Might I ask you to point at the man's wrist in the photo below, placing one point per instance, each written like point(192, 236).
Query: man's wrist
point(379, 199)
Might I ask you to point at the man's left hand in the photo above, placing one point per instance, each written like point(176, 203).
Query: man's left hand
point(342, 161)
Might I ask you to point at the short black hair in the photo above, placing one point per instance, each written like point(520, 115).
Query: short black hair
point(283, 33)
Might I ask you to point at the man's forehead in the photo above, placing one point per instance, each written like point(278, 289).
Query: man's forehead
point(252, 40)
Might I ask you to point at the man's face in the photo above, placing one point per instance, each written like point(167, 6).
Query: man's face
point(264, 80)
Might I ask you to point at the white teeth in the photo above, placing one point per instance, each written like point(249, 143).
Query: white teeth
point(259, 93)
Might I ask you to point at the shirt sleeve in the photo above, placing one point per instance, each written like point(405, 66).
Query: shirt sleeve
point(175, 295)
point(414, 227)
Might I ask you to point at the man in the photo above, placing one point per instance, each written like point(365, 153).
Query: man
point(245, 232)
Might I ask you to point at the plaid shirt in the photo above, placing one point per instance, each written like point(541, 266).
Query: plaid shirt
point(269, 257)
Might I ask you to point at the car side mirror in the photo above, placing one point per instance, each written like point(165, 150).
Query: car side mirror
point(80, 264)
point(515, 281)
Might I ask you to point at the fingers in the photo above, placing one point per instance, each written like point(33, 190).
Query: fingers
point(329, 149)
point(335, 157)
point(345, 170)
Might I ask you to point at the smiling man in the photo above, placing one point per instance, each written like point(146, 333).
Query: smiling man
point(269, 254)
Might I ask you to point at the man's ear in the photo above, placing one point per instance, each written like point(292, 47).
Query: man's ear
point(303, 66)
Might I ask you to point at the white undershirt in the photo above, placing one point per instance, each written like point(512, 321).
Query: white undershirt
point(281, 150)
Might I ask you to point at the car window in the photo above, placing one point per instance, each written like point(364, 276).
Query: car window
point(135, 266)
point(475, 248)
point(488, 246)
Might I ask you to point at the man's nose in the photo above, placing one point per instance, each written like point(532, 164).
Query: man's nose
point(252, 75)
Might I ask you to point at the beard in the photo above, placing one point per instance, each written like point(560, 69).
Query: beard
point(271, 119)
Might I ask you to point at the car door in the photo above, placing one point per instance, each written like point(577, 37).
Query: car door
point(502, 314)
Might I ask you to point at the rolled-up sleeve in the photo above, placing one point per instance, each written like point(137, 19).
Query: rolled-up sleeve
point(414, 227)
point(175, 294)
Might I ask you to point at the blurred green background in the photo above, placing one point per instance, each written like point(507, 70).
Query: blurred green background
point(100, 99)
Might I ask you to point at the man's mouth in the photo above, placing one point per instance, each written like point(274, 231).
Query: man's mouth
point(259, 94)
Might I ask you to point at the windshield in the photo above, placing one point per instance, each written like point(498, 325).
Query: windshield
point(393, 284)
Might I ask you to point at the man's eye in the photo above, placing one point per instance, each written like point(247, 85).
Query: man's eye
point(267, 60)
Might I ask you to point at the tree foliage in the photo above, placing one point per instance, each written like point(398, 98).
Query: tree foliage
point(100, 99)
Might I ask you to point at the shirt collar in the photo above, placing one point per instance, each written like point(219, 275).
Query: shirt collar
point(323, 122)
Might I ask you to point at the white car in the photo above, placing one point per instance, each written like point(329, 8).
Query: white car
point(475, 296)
#####
__Stated exercise__. Update the records starting at the line containing "Might I ask you to point at the fingers" and ending at the line containing "point(281, 150)": replace "smiling man" with "grinning man" and leave everything else unchanged. Return only those lines.

__Worked solution__.
Might I ask you to point at the fingers in the photo above, placing one point per instance, each written like point(33, 190).
Query: fingers
point(329, 149)
point(335, 157)
point(345, 170)
Might I ask you to point at the grinning man in the photo above, placing one point per instance, each written like point(146, 333).
Query: grinning man
point(269, 254)
Might I ask you to point at the man's ear in the photo above, placing one point per instance, each written like point(292, 47).
Query: man's ear
point(303, 66)
Might I ask you to point at the white undershirt in the photo above, placing one point per instance, each written like point(512, 321).
Query: white undershirt
point(281, 150)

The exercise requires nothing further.